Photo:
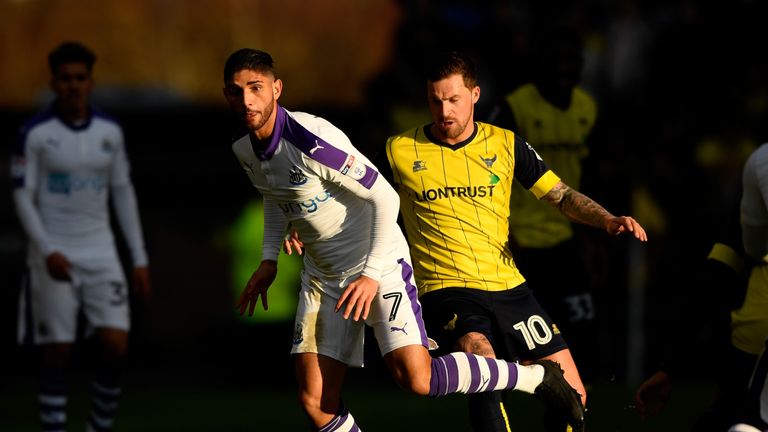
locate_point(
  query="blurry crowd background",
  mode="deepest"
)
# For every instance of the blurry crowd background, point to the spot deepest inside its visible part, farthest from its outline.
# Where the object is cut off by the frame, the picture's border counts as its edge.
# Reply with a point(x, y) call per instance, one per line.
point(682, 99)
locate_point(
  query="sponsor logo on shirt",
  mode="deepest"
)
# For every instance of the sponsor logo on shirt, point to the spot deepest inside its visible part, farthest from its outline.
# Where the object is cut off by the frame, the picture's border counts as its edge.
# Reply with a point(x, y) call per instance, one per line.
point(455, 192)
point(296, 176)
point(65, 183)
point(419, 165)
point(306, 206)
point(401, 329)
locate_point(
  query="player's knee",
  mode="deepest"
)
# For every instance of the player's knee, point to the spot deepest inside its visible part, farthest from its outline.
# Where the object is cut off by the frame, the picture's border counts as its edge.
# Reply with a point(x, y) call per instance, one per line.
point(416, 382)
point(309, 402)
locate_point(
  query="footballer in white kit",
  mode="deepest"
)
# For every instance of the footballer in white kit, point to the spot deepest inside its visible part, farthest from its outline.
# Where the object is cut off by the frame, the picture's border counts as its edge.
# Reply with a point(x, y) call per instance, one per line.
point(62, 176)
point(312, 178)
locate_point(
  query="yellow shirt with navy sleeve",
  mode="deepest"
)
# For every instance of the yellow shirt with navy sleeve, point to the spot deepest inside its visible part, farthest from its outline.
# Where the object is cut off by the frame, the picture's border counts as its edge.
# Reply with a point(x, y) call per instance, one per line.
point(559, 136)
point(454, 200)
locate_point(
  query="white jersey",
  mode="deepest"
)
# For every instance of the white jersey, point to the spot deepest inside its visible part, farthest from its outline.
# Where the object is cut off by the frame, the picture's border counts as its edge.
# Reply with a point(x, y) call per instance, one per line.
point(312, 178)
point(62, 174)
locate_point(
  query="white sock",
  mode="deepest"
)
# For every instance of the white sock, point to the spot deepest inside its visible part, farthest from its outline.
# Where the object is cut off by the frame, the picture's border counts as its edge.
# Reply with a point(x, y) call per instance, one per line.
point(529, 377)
________
* Your objective: Could you find every line in the records above that contains the word "shirt" and copy it?

* Result of this exercise:
  query="sponsor logo on shirt",
# For every instance of the sponsor logo on shirt, point to the spot deepest inside its visible part, farthest from its outline.
  query="yellow shirt with navy sleeve",
# For every instance of the yellow shirt with navy sleeve, point to the spot deepest inside its visible part, farthest from its outline.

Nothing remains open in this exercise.